Problem statement:
Please copy every row below word for word, and leave the pictures out.

Raw data:
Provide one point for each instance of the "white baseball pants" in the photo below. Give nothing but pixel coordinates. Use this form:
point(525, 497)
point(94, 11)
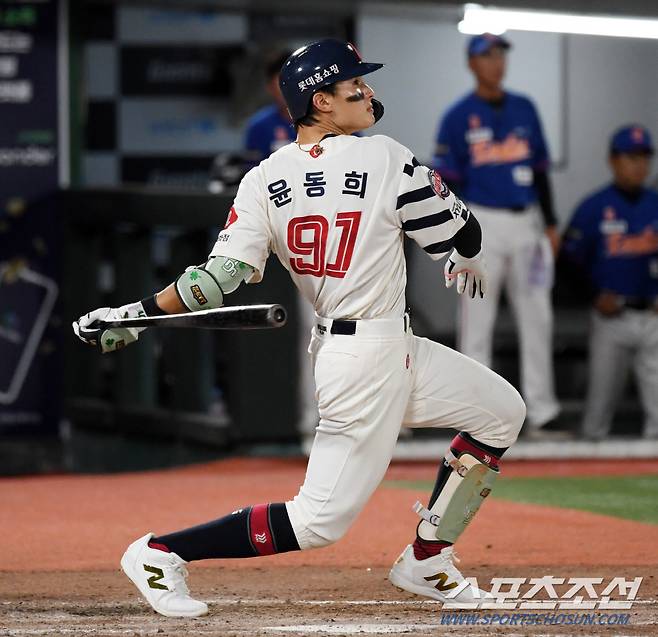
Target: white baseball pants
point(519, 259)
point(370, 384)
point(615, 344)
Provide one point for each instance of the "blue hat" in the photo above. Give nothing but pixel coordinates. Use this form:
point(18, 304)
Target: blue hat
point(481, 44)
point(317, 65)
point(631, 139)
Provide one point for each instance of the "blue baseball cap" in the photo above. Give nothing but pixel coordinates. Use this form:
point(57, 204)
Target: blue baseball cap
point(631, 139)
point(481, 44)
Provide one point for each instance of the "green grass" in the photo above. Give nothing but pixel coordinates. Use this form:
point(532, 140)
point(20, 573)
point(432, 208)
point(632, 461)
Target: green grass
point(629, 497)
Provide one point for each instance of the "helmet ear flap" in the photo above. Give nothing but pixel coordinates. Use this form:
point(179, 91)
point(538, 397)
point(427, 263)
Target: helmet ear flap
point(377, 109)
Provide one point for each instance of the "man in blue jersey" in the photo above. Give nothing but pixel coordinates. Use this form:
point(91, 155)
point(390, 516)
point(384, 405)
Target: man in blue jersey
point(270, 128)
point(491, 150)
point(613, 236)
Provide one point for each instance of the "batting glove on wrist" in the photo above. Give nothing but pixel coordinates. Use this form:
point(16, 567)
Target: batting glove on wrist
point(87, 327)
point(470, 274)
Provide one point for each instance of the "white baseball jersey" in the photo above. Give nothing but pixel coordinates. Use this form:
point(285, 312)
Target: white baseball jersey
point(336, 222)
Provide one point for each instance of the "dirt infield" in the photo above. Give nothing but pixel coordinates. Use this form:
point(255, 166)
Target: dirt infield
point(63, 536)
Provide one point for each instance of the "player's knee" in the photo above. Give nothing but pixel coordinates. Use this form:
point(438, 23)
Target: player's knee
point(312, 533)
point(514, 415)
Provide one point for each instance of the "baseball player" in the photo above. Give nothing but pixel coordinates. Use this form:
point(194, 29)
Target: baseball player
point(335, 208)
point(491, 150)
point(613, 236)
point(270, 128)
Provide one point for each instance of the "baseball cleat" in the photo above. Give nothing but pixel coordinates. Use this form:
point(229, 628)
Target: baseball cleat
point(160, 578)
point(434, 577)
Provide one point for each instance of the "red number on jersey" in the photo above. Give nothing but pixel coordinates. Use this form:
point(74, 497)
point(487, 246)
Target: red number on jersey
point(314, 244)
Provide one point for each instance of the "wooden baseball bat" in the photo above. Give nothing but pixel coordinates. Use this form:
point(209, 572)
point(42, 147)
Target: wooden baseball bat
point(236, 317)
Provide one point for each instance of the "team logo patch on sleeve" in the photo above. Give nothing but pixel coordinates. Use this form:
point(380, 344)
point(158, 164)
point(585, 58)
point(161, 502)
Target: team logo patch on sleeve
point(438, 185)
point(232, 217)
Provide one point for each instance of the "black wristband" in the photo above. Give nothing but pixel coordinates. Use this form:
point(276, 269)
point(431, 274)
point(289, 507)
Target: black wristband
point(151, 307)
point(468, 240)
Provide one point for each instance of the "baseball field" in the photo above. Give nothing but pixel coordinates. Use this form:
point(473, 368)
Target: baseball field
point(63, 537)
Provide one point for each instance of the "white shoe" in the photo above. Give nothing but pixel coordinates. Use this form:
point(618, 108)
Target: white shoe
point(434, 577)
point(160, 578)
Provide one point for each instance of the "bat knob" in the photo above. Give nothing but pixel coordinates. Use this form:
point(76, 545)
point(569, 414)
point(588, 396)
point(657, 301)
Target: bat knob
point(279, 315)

Solution to this exercise:
Provide one point for each instance of the "white baseball pants" in the photo below. Give nothing but pixel coordinates. Use this form:
point(525, 497)
point(94, 11)
Target: white baseball pants
point(519, 259)
point(370, 384)
point(615, 344)
Provide one point for each instance of the "blue hat" in the photo above. Give nothing but pixel coordinates. Use this form:
point(18, 304)
Target: blue hat
point(481, 44)
point(317, 65)
point(631, 139)
Provide one point for each instance of the "blue baseball cap" in the photo above. Give nothing but pixel coordinates. Use this form:
point(57, 204)
Target: blue baseball cap
point(631, 139)
point(481, 44)
Provide one point for each instance of the "green grass" in the photo above. Give nothing but pixel coordinates. Use this form:
point(532, 140)
point(20, 573)
point(432, 208)
point(632, 461)
Target: green grass
point(629, 497)
Provide one point for each instance of the "helmet ear flap" in the photo above. Give nothing but pixel coordinates. Use this form:
point(179, 91)
point(538, 397)
point(427, 263)
Target: helmet ear flap
point(377, 109)
Provide one point for each instance of the "man in blue jersey" in the photo above. Give nothing but pixel coordinates. Use this form:
point(91, 155)
point(390, 516)
point(384, 405)
Target: man in blue jersey
point(270, 128)
point(491, 150)
point(613, 236)
Provide one point for each instance of the "batting glove on wrist" in the photo above. Give nothing but pixel coordinates. Use this form:
point(16, 567)
Target: batting glove on wrist
point(87, 327)
point(470, 274)
Provide one point for each instance of the "white baseball jersey" in the photo above. Give nothing but pixel coordinates. Use this form:
point(285, 312)
Target: white baseball jersey
point(336, 222)
Provide one point for each instance of the "dirt infield" in the photo above. Give nothing but pixel coordinates. Use this form:
point(255, 166)
Target: dirt infield
point(63, 536)
Provide one point for each instance of the "player's knee" in the photo above. Give nothing but pixel coordinates. Use this form:
point(438, 23)
Target: player's knee
point(312, 533)
point(514, 415)
Provide one point for each instance of the "baseball player" in the photo above. Give nothing but pixel coordinates. Use this form:
point(194, 29)
Target: baseball player
point(335, 208)
point(491, 150)
point(613, 236)
point(270, 128)
Provide one point for each instance of the "baseball cleat" in the photo above. Give nothing but pixel coordinates. Use this form:
point(229, 628)
Target: baseball cleat
point(160, 578)
point(434, 577)
Provide one point for each instance of the "red number on jersey" in the photo above. Give nothing but pixel coordinates. Use this form:
point(74, 497)
point(487, 246)
Target: red number on jersey
point(314, 244)
Provide one point for each instance of the "wooden baseball bat" in the photo above. Give nothing but pixel coordinates. Use this form:
point(209, 572)
point(42, 147)
Target: wooden baseball bat
point(236, 317)
Provide one point for each instance of the "team logo patch on sleeve" in the photo above. Give nothing but pixel coordinates. Use this form:
point(380, 344)
point(158, 164)
point(585, 58)
point(161, 502)
Target: team logo patch on sleeve
point(438, 185)
point(232, 217)
Provide one point for each instance of the "black wristband" in the photo above. Give nothing but pixel coordinates. Use this form:
point(276, 269)
point(431, 274)
point(289, 507)
Target: black wristband
point(151, 307)
point(468, 240)
Provide one point for each instance of the "baseball field" in the photo above. Give nothing but pixel coordinates. Use this form:
point(473, 368)
Target: baseball field
point(63, 537)
Provide one point for each instance of the "white shoe" in the photo above. Give nothing but pixel coordinates. Use this form:
point(618, 108)
Target: white shoe
point(434, 577)
point(160, 578)
Provide one point for each instance of the "bat knob" in the photo above. Give nothing but pixel coordinates. Use this form:
point(76, 545)
point(569, 414)
point(588, 396)
point(657, 301)
Target: bat knob
point(279, 315)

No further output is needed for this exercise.